* Stated exercise: Pick out each line in the records below that contains the string "shirt", and copy those lines in full. Matching is case-sensitive.

[Dataset entries]
########
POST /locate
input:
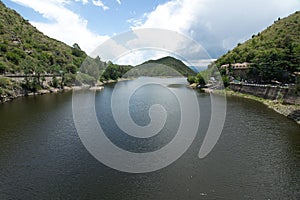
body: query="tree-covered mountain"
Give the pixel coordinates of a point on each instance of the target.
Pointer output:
(166, 66)
(272, 55)
(25, 49)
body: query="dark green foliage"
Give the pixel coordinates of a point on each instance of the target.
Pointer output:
(191, 79)
(226, 81)
(169, 62)
(19, 40)
(82, 78)
(25, 50)
(274, 53)
(113, 71)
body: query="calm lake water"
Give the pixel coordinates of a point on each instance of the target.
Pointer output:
(42, 157)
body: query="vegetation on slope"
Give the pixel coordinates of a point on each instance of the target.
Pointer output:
(160, 68)
(25, 50)
(274, 53)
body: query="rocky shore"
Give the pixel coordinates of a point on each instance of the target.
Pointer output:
(288, 110)
(13, 94)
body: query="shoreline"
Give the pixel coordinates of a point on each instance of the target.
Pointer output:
(14, 94)
(288, 110)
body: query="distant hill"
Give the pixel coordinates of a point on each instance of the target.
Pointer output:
(273, 54)
(24, 49)
(167, 66)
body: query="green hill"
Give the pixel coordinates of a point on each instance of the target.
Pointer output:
(273, 54)
(25, 50)
(167, 66)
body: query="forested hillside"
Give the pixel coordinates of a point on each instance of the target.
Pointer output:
(272, 55)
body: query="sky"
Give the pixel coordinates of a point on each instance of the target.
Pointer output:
(217, 25)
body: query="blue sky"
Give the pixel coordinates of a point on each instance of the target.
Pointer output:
(218, 25)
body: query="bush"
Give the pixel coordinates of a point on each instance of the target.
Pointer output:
(5, 82)
(82, 78)
(14, 58)
(226, 81)
(191, 79)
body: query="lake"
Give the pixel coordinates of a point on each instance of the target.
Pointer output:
(42, 157)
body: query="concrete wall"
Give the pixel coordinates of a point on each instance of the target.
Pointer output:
(288, 95)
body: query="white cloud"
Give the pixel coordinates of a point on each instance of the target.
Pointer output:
(65, 25)
(84, 2)
(217, 24)
(100, 4)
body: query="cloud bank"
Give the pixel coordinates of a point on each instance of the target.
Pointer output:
(217, 24)
(65, 25)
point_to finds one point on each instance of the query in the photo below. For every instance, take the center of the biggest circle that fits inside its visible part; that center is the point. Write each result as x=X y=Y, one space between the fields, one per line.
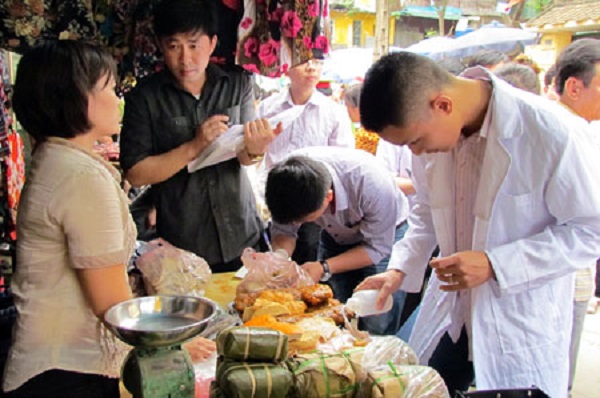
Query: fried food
x=316 y=294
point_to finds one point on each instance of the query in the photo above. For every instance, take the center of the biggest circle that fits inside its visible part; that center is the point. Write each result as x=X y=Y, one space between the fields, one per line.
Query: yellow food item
x=366 y=140
x=269 y=321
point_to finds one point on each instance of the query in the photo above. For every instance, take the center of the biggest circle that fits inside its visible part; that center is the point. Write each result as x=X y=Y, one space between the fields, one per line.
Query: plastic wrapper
x=252 y=344
x=204 y=374
x=221 y=321
x=322 y=375
x=169 y=270
x=253 y=379
x=404 y=382
x=384 y=350
x=270 y=270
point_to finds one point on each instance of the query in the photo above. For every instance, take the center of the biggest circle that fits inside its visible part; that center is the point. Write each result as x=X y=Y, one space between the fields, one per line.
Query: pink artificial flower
x=313 y=9
x=322 y=44
x=276 y=15
x=251 y=68
x=246 y=23
x=307 y=42
x=291 y=24
x=251 y=47
x=269 y=52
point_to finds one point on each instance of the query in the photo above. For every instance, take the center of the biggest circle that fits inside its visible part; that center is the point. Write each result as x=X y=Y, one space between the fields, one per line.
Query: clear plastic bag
x=167 y=269
x=384 y=350
x=271 y=270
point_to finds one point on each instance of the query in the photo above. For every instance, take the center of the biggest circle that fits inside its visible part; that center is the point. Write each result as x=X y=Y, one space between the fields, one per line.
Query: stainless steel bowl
x=157 y=321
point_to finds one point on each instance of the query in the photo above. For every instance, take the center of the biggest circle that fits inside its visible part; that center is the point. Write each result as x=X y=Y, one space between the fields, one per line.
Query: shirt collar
x=480 y=73
x=64 y=142
x=340 y=194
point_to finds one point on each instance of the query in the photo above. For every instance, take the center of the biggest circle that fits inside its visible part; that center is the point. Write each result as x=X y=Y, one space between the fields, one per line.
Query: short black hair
x=519 y=76
x=549 y=75
x=296 y=188
x=486 y=58
x=53 y=84
x=396 y=89
x=185 y=16
x=577 y=60
x=352 y=95
x=453 y=65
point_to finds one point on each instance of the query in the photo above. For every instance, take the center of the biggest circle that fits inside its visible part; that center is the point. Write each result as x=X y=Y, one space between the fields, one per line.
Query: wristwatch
x=326 y=271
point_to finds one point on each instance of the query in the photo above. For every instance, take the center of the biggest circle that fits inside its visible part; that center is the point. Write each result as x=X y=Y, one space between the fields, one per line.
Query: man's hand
x=387 y=282
x=258 y=135
x=209 y=131
x=314 y=269
x=462 y=270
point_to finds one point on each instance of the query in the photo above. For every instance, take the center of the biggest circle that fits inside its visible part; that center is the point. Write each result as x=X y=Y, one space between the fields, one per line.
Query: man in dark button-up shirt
x=174 y=115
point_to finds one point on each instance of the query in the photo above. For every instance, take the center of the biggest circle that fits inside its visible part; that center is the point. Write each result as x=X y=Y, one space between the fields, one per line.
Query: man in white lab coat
x=509 y=190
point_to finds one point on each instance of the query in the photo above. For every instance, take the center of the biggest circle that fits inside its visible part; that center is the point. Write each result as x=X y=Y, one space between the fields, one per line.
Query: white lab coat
x=537 y=216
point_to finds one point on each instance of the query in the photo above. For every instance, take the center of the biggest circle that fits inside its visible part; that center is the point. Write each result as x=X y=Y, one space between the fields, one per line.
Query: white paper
x=228 y=144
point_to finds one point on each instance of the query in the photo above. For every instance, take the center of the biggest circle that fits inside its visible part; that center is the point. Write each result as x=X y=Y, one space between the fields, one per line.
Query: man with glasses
x=321 y=123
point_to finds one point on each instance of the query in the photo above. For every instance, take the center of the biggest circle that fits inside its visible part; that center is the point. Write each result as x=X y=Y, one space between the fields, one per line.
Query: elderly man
x=578 y=87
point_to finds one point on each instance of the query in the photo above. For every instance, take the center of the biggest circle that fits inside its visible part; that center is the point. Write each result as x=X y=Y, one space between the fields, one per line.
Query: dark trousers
x=57 y=383
x=307 y=244
x=451 y=360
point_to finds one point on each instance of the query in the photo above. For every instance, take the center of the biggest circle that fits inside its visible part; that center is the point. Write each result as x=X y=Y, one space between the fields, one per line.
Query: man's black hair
x=396 y=89
x=184 y=16
x=486 y=58
x=549 y=75
x=296 y=188
x=578 y=60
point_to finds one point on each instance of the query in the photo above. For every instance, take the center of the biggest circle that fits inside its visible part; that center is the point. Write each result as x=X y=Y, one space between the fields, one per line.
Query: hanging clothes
x=24 y=22
x=13 y=160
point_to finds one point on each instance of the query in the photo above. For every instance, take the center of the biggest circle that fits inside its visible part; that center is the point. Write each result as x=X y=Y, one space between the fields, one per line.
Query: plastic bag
x=169 y=270
x=204 y=374
x=385 y=350
x=270 y=270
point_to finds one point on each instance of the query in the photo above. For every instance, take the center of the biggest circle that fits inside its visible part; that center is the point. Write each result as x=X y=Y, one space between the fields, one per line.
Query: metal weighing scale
x=156 y=326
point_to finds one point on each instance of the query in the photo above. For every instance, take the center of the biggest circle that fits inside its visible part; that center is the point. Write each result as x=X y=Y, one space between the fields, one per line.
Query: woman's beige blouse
x=73 y=214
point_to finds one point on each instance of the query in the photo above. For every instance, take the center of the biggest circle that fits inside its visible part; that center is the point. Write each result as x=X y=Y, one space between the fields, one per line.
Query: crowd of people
x=479 y=176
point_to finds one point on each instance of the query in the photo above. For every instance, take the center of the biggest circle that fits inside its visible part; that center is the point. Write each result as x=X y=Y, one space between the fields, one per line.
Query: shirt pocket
x=234 y=113
x=528 y=320
x=173 y=131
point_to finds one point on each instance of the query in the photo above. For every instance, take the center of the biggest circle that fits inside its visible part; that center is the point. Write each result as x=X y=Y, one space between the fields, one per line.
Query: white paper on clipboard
x=228 y=144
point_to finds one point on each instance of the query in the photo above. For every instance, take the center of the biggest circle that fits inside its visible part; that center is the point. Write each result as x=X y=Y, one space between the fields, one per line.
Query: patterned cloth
x=274 y=34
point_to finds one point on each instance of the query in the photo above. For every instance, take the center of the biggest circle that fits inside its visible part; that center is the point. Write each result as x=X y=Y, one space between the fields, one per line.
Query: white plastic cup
x=362 y=303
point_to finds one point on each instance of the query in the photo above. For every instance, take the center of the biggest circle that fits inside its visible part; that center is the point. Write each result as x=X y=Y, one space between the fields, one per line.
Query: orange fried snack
x=269 y=321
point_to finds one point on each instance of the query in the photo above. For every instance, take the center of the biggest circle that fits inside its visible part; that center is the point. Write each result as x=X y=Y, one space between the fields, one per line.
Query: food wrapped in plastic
x=404 y=382
x=270 y=270
x=252 y=344
x=220 y=321
x=322 y=375
x=356 y=356
x=170 y=270
x=388 y=349
x=253 y=379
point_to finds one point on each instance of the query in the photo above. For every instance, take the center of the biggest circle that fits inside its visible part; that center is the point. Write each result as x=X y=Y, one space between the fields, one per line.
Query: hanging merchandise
x=24 y=22
x=275 y=35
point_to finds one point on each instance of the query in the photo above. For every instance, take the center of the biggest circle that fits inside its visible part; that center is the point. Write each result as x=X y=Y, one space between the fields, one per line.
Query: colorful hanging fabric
x=275 y=35
x=23 y=23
########
* Result:
Query: shirt collar
Query: man in dark button-up shirt
Query: shirt pocket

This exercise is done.